### Problem to work on
Search each line below for "trousers", then return the lines where it appears.
━━━ Given entries ━━━
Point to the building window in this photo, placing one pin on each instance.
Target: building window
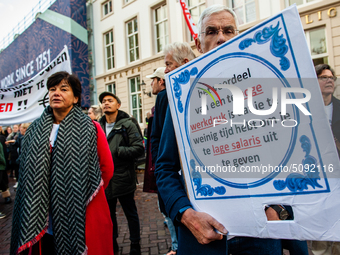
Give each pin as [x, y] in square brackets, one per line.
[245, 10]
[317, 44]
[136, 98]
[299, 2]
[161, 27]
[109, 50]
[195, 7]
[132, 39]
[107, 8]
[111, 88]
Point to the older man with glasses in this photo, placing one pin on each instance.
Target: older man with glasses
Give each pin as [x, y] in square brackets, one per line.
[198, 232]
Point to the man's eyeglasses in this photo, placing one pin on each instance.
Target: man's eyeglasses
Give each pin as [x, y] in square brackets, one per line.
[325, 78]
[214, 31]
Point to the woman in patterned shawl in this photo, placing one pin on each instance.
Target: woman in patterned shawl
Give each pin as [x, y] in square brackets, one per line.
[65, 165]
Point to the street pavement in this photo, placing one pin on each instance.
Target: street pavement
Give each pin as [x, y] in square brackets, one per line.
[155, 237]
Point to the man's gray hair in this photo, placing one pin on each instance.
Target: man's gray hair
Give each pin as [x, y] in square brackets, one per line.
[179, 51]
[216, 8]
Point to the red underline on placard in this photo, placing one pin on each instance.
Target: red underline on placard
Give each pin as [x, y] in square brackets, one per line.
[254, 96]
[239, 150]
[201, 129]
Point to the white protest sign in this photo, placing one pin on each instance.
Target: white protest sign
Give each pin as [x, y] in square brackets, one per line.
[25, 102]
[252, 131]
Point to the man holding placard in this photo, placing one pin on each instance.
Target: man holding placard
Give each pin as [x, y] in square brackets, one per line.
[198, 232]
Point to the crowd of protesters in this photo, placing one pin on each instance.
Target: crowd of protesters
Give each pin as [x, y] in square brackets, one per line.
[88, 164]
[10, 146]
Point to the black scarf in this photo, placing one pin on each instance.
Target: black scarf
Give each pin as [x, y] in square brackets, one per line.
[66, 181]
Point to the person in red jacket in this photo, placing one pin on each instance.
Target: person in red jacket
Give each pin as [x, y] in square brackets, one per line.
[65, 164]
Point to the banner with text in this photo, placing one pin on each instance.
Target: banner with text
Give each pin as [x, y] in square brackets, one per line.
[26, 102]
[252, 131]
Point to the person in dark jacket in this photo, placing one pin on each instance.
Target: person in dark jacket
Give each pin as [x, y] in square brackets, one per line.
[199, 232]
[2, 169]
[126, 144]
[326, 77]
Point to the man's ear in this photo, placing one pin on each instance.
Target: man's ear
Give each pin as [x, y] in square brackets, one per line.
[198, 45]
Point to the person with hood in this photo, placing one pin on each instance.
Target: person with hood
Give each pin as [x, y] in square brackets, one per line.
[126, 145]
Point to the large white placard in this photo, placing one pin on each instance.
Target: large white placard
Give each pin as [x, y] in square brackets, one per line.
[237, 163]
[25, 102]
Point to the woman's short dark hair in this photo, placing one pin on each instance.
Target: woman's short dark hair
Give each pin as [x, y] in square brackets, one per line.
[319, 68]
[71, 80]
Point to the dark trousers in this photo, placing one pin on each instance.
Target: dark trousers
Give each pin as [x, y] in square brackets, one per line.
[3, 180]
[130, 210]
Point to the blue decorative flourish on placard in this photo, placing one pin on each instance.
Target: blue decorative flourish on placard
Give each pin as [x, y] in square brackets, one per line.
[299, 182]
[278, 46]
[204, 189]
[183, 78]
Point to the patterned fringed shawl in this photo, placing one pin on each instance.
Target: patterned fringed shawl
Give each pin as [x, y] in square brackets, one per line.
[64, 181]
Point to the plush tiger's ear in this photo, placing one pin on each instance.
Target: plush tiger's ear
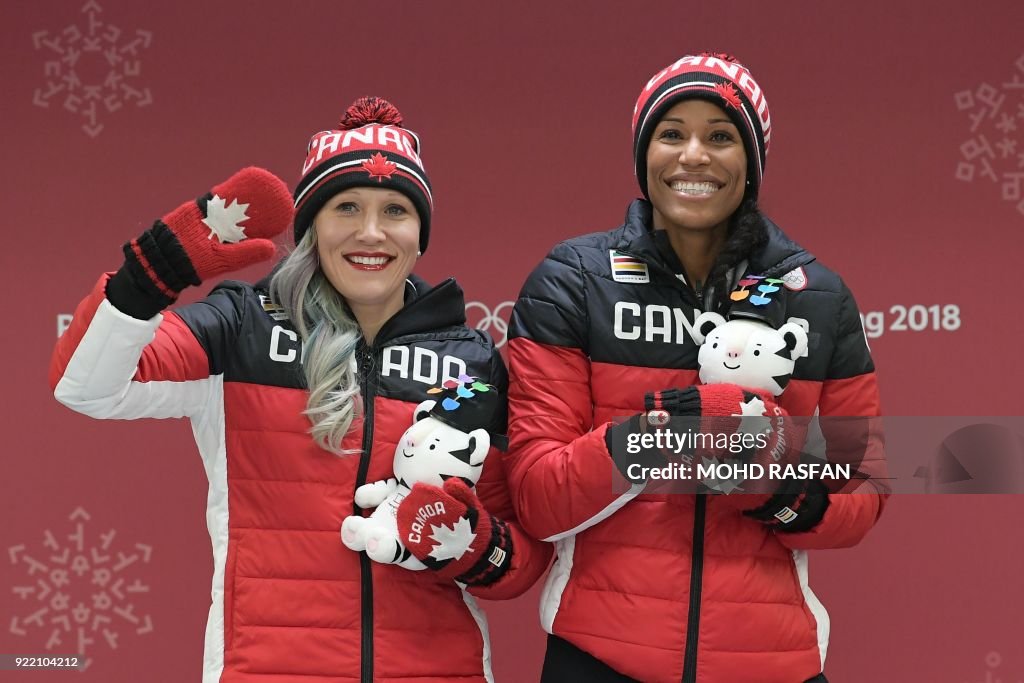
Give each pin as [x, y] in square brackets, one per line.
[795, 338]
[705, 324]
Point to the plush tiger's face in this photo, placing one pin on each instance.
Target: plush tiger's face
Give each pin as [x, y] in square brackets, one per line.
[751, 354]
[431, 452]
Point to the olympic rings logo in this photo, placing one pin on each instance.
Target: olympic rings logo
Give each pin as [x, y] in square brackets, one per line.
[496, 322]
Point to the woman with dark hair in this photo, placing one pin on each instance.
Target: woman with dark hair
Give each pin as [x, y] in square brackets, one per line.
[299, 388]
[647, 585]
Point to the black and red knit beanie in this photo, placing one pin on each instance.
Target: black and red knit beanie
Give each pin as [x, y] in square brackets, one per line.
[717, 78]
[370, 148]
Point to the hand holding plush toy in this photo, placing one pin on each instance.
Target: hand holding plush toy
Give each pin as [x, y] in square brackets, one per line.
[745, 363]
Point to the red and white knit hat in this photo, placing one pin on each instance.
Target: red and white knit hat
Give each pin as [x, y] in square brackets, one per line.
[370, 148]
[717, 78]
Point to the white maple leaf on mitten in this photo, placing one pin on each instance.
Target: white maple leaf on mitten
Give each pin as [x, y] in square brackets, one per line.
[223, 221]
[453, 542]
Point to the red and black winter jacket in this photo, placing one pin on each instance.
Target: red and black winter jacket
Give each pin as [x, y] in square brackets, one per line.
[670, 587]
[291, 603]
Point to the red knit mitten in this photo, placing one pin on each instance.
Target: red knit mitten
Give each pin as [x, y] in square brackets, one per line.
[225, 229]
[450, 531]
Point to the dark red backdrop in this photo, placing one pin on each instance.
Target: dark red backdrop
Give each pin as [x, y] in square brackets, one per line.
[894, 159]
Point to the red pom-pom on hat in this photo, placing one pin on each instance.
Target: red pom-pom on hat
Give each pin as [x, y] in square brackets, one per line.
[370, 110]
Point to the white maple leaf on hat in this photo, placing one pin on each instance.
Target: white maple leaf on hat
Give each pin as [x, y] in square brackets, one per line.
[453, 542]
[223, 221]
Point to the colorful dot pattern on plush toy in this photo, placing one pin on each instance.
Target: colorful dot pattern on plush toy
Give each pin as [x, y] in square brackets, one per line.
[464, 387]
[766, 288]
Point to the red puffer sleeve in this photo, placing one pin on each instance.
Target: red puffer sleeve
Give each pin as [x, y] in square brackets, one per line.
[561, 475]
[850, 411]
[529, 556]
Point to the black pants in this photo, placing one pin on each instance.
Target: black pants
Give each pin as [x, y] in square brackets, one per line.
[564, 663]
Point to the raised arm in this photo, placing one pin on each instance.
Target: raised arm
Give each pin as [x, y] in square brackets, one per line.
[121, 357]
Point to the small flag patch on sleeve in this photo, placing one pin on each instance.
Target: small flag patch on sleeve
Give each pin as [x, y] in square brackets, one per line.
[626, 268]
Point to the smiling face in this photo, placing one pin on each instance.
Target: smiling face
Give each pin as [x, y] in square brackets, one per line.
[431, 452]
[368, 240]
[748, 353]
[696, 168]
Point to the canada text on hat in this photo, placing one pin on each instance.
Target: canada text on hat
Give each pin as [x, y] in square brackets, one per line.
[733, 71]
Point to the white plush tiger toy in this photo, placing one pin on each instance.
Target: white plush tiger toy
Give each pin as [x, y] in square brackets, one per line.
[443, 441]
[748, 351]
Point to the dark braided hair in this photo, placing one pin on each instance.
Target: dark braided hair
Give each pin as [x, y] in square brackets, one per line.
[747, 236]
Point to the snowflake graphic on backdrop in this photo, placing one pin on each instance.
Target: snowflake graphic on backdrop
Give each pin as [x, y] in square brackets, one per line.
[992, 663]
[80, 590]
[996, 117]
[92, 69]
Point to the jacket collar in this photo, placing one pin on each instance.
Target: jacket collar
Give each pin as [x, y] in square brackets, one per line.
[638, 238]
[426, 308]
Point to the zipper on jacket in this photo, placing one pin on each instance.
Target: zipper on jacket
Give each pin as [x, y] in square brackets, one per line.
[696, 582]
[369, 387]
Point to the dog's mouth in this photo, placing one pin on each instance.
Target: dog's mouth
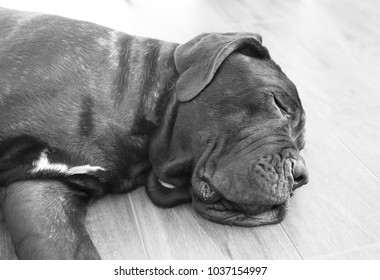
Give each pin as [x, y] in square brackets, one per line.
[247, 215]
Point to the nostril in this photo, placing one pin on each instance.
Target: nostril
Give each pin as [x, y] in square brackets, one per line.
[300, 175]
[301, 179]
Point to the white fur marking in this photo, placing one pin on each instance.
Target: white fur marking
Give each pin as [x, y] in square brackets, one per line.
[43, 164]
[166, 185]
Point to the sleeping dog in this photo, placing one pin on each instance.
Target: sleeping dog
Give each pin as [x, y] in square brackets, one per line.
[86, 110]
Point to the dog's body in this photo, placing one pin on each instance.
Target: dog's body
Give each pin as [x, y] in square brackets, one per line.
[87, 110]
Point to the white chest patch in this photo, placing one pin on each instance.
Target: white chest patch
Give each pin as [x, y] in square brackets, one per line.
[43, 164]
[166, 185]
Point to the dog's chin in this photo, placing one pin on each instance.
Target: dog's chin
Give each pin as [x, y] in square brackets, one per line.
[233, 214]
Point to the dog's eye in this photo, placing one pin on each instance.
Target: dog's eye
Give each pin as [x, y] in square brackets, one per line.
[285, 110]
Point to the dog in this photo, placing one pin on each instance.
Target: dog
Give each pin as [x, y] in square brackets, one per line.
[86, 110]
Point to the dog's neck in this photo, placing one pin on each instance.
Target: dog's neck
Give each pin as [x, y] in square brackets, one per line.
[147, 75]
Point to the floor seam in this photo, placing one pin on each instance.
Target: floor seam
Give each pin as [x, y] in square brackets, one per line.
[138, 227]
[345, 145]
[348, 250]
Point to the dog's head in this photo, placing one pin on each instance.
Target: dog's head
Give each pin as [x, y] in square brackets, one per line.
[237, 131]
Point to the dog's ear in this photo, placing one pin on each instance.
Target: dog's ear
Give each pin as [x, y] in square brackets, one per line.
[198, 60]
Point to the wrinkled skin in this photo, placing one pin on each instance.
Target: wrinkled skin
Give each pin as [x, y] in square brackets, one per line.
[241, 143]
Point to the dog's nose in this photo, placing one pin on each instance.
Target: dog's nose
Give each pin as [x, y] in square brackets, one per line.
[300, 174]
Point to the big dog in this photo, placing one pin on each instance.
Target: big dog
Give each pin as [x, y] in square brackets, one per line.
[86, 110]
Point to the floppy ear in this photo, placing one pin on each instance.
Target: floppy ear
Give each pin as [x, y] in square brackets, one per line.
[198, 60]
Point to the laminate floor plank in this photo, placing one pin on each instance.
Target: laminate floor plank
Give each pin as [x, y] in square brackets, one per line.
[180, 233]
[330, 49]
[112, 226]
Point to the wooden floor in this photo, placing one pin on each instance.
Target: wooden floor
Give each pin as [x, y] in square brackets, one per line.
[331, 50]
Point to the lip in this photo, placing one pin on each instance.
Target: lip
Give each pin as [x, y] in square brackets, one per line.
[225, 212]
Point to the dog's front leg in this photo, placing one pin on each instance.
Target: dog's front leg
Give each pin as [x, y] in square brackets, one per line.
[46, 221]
━━━
### Reply to the exercise
Point to the dark trousers in this photo, placing one pin on each instance.
Target: dark trousers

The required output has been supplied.